Prompt: Recast each of the items that follow as a numbered list, one line per number, leaving out any blank lines.

Working data:

— Start —

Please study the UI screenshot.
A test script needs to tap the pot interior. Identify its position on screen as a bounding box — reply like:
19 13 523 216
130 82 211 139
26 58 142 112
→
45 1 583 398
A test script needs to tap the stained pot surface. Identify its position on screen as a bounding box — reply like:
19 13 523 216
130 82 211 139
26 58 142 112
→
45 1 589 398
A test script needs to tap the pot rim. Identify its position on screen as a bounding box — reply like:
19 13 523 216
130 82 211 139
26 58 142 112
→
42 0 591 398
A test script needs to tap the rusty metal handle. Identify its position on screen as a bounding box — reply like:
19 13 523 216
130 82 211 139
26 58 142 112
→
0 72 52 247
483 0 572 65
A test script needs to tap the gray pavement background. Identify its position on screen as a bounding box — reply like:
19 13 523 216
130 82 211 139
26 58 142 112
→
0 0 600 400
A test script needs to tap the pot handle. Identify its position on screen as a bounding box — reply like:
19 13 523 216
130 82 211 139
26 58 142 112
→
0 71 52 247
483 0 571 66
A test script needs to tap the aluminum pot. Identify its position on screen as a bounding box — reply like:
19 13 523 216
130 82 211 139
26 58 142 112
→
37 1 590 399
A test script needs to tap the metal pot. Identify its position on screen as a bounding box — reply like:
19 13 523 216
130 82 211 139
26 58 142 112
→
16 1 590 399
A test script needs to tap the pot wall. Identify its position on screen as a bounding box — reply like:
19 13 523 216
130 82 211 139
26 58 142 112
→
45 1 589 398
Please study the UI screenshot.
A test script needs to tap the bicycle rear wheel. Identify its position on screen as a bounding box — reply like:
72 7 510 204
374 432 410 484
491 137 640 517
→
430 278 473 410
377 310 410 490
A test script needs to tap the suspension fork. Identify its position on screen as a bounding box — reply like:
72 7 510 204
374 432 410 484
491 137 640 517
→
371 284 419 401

— End —

Output:
1. Please study the UI screenshot.
2. A test script needs to tap the pot interior. Identify its position on screen as a bounding box — reply like:
3. 19 13 523 216
4. 130 82 211 139
5. 26 58 142 112
6. →
7. 45 1 583 398
8. A test script needs to tap the stained pot surface. Identify its position on screen as a bounding box — reply like:
9. 19 13 523 216
10. 130 82 211 139
11. 26 58 142 112
12. →
13. 45 1 589 398
14. A test script needs to tap the pot rim. Identify its position on screen as a bounding box — reply like:
15. 19 13 523 216
16. 130 82 211 139
17. 26 58 142 112
18. →
19. 42 0 591 398
20. A test script needs to tap the rusty metal handle. Identify its position on screen as a bounding box — reply like:
21. 19 13 523 216
22. 130 82 211 139
23. 26 58 142 112
24. →
25. 0 72 52 247
26. 483 0 572 65
27. A test script needs to tap the gray pavement background. Identify its position on screen as a bounding box — reply like:
28. 19 13 523 216
29. 130 82 211 139
30. 26 58 142 112
31. →
32. 0 0 600 400
33. A test script needs to tap the pot handle. Identify its position on screen as a bounding box — reply like:
34. 19 13 523 216
35. 130 82 211 139
36. 26 58 142 112
37. →
38. 0 71 52 247
39. 483 0 571 66
40. A test script needs to tap the aluminum pot. Identify its position on screen as a bounding box — reply like:
41. 19 13 523 216
42. 130 82 211 139
43. 26 58 142 112
44. →
45. 37 1 590 399
46. A test script needs to tap the metal pot. Identify its position on screen as a bounding box — reply like:
47. 19 13 523 216
48. 130 82 211 139
49. 26 58 142 112
50. →
51. 16 1 590 399
52. A test script needs to tap the pot wall. Identify its position on screen as a bounding box — reply like:
53. 19 13 523 216
54. 130 82 211 139
55. 26 58 142 112
56. →
57. 45 1 589 398
58. Please study the UI screenshot.
59. A test script needs to tap the bicycle rear wheel. Identify its position on screen as a bounding box — reply like:
60. 72 7 510 204
61. 374 432 410 484
62. 491 137 640 517
63. →
64. 430 278 473 410
65. 377 310 410 490
66. A test script needs to tap the suspension fork. Identify its position on screen as a bounding box — reply like:
67. 72 7 510 204
68. 374 432 410 484
69. 491 137 640 517
70. →
71. 371 284 419 401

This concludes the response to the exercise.